## Source document
┌────────
Social Credit and the Kingdom of God (part 1 & 2)

on Tuesday, 01 January 2013. Posted in Social Credit

“The future of Christian civilization depends on those who have grasped Douglas’ idea”

Eric ButlerHere is the second part of excerpts from Eric Butler’s book, Releasing Reality, subtitled Social Credit and the Kingdom of God, which was produced in 1979 to commemorate the centenary of the birth of Clifford Hugh Douglas — the Scottish engineer who conceived the Social Credit financial proposals. Butler’s book demonstrates how Social Credit brings a new relevance to every aspect of man’s affairs.

by Eric D. Butler

 

Policies and philosophies

Douglas observed that a problem correctly stated is already half solved. The starting point for solving the problems of human beings must be to ask the question, “What is the purpose of man himself, and of his activities?” The basic problem is, therefore, philosophical.

Douglas implicitly accepted the Christian philosophy when he wrote: “The group exists for the benefit of the individual, in the same sense that the field exists for the benefit of the flower, or the tree for the fruit. . . Christ’s famous rejoinder to the Pharisees, that “the Sabbath was made for man, and not man for the Sabbath”, clearly revealed Christ’s concern with the supreme value of the individual. Christ’s revelation paved the way to free the individual from the domination of the group or the system.

Examining this question more closely in The Realistic Position of The Church of England, Douglas stressed that a genuinely Christian society is one in which power is effectively in the hands of the individual members of that society, who are then in the position to make free choices, accepting of course personal responsibility for the choices made. The purpose of the anti-Christ, Douglas warned, was to force man into bigger and more highly centralised groups in which man’s most divine attribute, his creative initiative, is killed.

One of the most illuminating statements made by Douglas, one which reveals his proper humility in the search for truth, was that the rules of the Universe transcend human thinking, and that if the individual wished to live in a world of harmony, he should make every endeavour to discover those rules and then obey them. Douglas did not say how things ought to work; “we are trying to release reality,” he said, “in order that things can work in accordance with their own nature.” Douglas warned that passing laws indefinitely, in an attempt to make systems work in defiance of reality, could only complicate the defects in these systems.

 

No state monopoly

It was only natural that those whose only understanding of Social Credit was that it was merely some type of credit-expansion scheme for overcoming the conditions of the Great Depression, should believe that all that was necessary was for governments to nationalise the banks, thus breaking the “private credit monopoly.”

Douglas was not primarily concerned with the private monopoly of credit creation, but with the monopoly itself. Nationalising the banks merely changed the name over the doors without changing policies. And a government monopoly can be even worse than a private monopoly, sheltering behind the facade that it has been “democratically elected.”
└────────
## Requirement 1
Pick out every line of the entries below that contains the string "window". Case counts.

## Dataset records
┌────────
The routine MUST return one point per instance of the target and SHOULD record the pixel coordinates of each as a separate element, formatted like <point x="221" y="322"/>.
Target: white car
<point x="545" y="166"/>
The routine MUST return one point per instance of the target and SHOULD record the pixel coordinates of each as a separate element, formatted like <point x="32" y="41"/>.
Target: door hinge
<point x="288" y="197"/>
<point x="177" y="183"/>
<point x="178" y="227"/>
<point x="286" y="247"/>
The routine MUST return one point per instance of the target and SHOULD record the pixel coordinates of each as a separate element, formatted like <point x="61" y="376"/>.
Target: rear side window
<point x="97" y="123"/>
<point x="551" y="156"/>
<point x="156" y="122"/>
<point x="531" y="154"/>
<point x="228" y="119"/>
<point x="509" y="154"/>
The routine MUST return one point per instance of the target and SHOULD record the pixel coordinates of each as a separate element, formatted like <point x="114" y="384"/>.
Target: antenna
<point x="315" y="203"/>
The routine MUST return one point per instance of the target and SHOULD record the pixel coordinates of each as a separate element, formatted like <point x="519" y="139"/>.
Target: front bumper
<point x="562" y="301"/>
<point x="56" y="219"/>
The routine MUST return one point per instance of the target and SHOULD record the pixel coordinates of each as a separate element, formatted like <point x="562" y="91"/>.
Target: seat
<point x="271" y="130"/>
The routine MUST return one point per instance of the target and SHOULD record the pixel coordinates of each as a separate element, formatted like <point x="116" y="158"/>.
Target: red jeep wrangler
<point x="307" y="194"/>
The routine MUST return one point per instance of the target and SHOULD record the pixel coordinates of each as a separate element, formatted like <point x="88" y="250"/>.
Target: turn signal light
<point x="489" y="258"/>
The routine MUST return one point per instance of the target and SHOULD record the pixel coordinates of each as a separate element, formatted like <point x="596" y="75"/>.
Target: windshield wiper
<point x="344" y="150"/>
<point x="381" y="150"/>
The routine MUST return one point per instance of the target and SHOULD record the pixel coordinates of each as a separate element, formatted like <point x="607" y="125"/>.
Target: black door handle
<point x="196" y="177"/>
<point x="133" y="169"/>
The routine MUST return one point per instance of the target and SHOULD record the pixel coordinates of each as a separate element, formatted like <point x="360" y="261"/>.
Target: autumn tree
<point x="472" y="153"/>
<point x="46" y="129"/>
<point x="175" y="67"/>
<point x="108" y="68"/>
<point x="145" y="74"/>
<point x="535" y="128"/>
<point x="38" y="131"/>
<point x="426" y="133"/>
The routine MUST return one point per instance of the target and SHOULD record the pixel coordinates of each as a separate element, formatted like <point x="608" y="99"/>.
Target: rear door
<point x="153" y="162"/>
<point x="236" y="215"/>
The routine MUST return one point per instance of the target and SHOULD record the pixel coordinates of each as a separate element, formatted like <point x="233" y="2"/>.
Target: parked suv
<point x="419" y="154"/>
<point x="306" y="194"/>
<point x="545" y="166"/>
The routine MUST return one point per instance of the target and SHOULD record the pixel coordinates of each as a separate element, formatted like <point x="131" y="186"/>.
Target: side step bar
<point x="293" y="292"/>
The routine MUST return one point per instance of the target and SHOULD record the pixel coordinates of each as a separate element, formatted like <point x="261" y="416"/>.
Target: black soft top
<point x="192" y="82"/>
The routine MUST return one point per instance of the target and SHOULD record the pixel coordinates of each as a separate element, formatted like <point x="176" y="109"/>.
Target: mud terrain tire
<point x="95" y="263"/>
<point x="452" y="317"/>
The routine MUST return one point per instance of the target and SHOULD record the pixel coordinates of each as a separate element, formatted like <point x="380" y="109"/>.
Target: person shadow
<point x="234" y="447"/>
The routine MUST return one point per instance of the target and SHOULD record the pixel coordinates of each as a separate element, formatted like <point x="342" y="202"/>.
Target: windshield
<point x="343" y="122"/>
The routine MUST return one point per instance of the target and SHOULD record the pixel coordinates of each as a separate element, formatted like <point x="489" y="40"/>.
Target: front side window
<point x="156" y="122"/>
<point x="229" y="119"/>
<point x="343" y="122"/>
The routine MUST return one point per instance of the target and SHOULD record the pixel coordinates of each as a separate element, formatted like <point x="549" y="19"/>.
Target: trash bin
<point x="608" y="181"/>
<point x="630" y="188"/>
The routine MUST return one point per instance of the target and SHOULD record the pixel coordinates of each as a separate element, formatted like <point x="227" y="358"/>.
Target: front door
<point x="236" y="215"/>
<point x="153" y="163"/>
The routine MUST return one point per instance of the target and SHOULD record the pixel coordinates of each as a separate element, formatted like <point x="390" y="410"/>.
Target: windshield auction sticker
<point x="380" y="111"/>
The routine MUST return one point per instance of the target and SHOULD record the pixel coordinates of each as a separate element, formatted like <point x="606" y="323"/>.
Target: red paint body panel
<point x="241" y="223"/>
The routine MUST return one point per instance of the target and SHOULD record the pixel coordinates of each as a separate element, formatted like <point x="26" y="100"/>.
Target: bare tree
└────────
## Requirement 2
Reproduce the stretch from "by Eric D. Butler" through "is, therefore, philosophical." in the Social Credit article above, word for word.

## Exercise answer 1
Target: rear side window
Target: front side window

## Exercise answer 2
by Eric D. Butler

 

Policies and philosophies

Douglas observed that a problem correctly stated is already half solved. The starting point for solving the problems of human beings must be to ask the question, “What is the purpose of man himself, and of his activities?” The basic problem is, therefore, philosophical.